*** The input ***

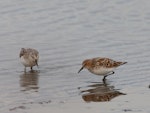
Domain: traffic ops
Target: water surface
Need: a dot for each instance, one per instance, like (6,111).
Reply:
(65,33)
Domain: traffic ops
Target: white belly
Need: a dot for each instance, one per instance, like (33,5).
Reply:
(101,71)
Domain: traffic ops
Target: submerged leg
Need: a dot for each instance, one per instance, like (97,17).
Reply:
(107,75)
(24,69)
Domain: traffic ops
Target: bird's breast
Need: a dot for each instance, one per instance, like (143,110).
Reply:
(101,70)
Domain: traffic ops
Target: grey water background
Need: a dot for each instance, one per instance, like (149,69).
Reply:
(65,33)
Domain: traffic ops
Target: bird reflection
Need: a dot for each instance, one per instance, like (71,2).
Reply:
(29,81)
(100,92)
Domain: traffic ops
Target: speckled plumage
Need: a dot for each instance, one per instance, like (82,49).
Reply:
(101,66)
(29,57)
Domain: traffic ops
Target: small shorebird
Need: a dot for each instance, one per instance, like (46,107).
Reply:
(101,66)
(29,57)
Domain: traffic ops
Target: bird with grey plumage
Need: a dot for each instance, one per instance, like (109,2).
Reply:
(29,57)
(101,66)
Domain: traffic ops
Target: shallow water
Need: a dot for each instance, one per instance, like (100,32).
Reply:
(65,33)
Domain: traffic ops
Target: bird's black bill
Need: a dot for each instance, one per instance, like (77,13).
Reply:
(80,69)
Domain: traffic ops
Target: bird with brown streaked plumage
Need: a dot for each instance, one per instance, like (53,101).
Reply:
(29,57)
(101,66)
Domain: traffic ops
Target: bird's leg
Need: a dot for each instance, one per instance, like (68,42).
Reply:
(24,69)
(107,75)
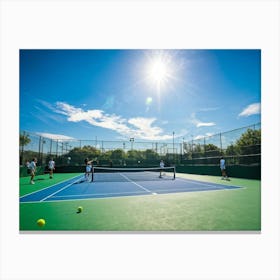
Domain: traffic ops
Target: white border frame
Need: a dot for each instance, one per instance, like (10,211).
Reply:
(140,24)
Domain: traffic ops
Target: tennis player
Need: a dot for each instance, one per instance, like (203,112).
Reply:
(161,165)
(32,168)
(223,168)
(51,166)
(89,169)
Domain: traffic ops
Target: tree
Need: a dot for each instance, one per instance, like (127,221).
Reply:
(24,140)
(249,142)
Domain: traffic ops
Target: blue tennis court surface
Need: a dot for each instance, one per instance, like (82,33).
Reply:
(79,188)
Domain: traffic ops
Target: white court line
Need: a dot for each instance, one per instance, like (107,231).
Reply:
(201,183)
(135,183)
(97,194)
(49,186)
(60,190)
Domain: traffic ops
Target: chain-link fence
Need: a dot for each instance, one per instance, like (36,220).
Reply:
(240,146)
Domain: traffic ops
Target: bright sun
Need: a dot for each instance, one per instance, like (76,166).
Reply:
(159,70)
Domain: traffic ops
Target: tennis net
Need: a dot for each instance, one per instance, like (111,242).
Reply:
(104,174)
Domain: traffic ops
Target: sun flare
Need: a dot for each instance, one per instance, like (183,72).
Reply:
(159,70)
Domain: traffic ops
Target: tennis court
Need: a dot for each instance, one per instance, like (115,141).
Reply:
(126,202)
(119,183)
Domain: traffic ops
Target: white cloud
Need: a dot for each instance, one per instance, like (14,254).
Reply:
(55,136)
(252,109)
(199,123)
(205,124)
(138,127)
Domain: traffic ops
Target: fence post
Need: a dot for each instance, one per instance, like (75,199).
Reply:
(221,145)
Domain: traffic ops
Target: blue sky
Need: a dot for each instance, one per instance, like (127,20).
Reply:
(144,94)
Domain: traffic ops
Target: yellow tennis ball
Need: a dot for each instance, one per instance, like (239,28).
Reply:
(41,222)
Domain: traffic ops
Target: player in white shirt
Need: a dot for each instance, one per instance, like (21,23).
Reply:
(51,167)
(223,168)
(161,165)
(32,168)
(89,169)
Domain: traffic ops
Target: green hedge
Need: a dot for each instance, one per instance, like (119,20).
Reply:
(238,171)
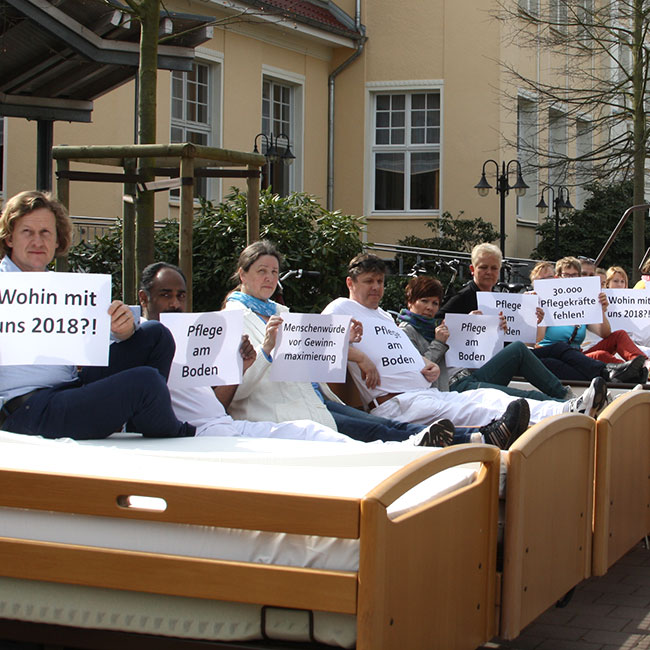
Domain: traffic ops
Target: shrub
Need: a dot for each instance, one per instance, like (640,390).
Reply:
(308,236)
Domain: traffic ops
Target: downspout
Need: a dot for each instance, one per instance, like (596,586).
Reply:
(330,101)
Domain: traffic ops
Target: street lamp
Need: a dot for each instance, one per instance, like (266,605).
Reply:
(503,187)
(560,202)
(273,152)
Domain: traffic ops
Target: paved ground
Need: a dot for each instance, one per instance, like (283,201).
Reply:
(607,613)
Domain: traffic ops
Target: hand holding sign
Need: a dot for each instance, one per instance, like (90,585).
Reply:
(473,339)
(311,347)
(570,301)
(207,348)
(54,318)
(518,309)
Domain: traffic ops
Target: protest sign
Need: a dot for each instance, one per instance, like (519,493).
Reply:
(396,358)
(473,339)
(311,347)
(207,348)
(569,301)
(55,319)
(629,310)
(518,309)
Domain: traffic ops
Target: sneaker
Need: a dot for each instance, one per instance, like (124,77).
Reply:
(438,434)
(569,394)
(503,432)
(592,401)
(628,371)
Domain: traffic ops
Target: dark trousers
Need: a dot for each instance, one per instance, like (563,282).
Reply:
(367,427)
(567,362)
(132,389)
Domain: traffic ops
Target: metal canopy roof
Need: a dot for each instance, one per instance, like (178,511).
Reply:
(57,56)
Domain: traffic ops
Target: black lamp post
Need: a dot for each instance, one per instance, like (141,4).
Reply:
(560,202)
(503,187)
(273,152)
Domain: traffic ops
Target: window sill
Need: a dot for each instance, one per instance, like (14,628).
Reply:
(389,216)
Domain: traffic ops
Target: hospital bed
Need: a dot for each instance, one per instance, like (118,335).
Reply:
(622,491)
(84,551)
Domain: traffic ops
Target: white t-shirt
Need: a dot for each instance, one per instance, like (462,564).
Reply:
(387,346)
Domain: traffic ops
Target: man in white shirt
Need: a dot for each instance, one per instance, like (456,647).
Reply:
(395,381)
(56,400)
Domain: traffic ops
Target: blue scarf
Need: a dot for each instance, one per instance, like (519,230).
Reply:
(262,307)
(424,325)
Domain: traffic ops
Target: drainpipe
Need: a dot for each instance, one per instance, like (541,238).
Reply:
(330,101)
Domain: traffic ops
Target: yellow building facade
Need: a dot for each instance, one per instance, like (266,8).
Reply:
(420,103)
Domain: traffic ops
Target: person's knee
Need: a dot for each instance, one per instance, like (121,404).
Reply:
(518,348)
(146,379)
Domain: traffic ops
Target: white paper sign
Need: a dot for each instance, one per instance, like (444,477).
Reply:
(473,339)
(207,348)
(397,359)
(311,347)
(570,301)
(54,318)
(629,310)
(519,312)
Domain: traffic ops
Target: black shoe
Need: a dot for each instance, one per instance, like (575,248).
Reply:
(626,372)
(438,434)
(504,431)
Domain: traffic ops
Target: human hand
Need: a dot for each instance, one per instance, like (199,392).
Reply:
(431,371)
(602,298)
(442,332)
(356,331)
(247,352)
(271,333)
(369,372)
(503,324)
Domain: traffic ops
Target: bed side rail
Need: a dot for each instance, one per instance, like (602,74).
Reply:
(427,578)
(622,494)
(549,506)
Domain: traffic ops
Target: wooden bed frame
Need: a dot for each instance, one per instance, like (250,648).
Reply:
(622,492)
(548,511)
(426,579)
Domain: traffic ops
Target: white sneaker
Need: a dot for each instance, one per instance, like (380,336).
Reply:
(592,401)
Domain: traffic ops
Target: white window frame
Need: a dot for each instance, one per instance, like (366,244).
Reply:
(406,87)
(584,145)
(527,138)
(558,142)
(558,15)
(531,7)
(3,155)
(214,63)
(296,137)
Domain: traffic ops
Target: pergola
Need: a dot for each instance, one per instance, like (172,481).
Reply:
(178,165)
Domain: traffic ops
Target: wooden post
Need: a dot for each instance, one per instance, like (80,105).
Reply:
(253,207)
(186,221)
(129,279)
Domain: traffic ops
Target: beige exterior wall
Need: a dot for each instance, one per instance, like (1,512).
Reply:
(441,45)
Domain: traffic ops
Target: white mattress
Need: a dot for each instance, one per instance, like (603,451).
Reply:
(266,464)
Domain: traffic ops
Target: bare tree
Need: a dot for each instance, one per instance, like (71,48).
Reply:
(597,76)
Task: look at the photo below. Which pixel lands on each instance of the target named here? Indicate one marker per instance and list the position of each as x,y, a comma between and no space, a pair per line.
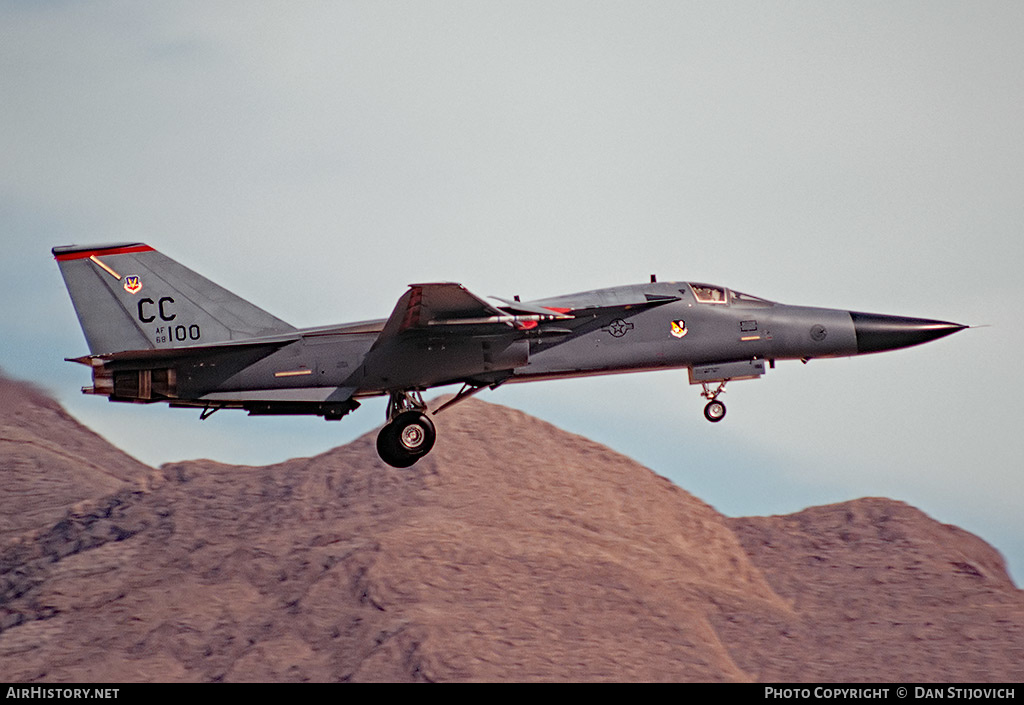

*** End of The input ***

**Your instructions:**
Anywhere the listing shows the word "court", copy the full line.

**Your response:**
Target: blue tennis court surface
Target: white court line
Target: tennis court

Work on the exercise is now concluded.